** Provided data **

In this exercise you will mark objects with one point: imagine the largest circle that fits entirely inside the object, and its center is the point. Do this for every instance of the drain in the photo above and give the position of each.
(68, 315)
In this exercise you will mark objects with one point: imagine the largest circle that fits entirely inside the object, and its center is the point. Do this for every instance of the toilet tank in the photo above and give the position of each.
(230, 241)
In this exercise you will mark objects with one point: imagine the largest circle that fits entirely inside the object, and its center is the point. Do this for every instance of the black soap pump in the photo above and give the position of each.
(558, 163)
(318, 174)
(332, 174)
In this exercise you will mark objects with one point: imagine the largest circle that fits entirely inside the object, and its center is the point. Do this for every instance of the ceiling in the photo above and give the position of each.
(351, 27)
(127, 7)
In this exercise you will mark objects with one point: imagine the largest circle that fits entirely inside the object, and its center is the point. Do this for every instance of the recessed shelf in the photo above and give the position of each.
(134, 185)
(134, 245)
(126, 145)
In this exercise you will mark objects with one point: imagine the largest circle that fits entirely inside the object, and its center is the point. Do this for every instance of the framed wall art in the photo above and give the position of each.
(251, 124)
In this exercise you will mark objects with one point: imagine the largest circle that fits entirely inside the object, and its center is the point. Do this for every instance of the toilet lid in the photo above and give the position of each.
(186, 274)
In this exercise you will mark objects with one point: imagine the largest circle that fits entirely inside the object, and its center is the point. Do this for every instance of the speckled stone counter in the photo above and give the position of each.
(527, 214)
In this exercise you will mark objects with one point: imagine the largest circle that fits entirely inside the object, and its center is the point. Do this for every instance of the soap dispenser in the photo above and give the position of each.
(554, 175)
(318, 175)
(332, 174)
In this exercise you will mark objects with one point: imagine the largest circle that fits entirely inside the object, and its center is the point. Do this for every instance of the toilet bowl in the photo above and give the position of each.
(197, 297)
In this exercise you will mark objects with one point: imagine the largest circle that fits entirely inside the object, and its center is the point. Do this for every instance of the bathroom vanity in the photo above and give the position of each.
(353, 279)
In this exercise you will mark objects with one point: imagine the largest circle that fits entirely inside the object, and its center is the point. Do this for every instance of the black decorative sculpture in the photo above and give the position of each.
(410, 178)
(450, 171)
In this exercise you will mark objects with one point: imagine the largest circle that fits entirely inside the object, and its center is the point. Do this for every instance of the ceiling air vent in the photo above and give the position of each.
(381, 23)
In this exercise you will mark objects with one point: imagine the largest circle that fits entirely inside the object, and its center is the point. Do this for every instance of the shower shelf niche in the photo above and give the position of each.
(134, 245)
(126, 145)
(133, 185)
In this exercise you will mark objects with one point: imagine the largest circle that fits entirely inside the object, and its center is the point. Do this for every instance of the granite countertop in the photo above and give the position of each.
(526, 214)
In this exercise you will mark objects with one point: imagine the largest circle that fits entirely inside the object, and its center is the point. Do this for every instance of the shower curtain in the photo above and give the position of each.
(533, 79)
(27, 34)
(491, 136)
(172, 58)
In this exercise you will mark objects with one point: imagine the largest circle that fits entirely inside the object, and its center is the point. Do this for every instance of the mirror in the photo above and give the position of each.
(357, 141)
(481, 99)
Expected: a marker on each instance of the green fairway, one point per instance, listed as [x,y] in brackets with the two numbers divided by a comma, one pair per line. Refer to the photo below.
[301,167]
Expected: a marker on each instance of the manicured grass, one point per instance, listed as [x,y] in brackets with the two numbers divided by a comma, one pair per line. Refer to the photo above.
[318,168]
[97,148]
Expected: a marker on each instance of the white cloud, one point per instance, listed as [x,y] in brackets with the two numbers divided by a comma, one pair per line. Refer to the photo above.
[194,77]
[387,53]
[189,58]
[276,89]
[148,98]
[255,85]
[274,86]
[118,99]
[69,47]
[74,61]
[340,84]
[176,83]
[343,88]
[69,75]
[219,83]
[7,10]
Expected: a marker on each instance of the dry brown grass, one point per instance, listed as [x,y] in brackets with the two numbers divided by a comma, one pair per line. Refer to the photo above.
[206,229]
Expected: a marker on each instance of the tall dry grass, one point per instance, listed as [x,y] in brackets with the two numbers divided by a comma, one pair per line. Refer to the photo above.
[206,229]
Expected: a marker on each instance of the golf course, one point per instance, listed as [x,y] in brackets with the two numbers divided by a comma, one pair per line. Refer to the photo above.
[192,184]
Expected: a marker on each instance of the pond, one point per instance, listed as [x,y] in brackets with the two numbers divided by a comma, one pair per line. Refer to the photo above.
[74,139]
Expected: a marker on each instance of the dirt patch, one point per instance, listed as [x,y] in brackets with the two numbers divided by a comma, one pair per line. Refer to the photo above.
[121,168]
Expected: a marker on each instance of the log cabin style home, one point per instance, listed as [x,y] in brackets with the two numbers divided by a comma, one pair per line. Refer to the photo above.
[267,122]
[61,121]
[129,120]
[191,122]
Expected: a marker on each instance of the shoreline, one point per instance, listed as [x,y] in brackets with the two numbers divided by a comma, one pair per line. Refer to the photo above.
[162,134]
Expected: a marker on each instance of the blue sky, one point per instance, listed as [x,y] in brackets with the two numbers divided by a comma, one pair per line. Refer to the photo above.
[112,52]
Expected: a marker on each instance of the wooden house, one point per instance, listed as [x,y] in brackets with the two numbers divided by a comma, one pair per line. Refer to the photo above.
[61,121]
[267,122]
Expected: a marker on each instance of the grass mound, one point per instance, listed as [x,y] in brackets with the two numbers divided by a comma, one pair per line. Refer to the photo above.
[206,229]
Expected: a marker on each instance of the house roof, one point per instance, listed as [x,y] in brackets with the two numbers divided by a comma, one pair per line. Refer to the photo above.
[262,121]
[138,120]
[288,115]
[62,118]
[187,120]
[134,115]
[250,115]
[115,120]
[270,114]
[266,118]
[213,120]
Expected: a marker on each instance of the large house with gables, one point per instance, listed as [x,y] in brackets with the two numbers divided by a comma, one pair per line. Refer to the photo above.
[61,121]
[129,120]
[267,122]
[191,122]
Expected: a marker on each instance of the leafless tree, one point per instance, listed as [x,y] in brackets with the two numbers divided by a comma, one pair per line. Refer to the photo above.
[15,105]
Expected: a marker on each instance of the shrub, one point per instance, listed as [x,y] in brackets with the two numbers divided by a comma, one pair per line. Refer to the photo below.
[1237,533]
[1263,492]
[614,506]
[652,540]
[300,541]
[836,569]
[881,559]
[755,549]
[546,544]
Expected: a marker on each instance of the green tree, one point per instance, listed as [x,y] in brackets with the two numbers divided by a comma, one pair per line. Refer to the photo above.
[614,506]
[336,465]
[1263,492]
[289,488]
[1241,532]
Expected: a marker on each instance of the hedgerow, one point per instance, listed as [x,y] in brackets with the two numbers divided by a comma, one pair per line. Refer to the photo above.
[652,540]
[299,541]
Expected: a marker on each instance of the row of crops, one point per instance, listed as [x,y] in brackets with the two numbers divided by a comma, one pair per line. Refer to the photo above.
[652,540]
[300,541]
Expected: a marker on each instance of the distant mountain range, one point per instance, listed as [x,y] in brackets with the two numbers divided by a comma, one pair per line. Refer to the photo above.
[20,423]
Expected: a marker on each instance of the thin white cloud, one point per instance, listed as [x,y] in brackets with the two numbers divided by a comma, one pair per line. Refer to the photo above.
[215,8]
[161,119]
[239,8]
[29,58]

** Work to be completed **
Transcribe word for word the lines from the one holding "Expected: a marker on each instance of the hedgerow, one" to the last line of the listing above, inclusive.

** Written answer **
Expected: a marker on each instance of the hedgerow, one point per instance, listed as [x,y] in brackets with the two numbers divided by a comma, one pair per line. Refer to the photo above.
[652,540]
[299,541]
Expected: a marker on each instance of the row of crops, one point per instance, listed as [x,y] in brackets with the two numbers divided by a comma, one pair per line. Refer to the photo above.
[652,540]
[300,541]
Expected: a marker on each instance of the distant mountain range, one point per instance, listed as [x,y] in brackets with the two numbers divided by a comma, one pair per line. Refer to the photo above.
[20,423]
Expected: a marker on each instance of the thin white cloud, one point per instance, listed as [x,y] in brackets with the two numbers divided by a comma, one pair per line. Refer to the photo above.
[215,8]
[161,119]
[239,8]
[29,58]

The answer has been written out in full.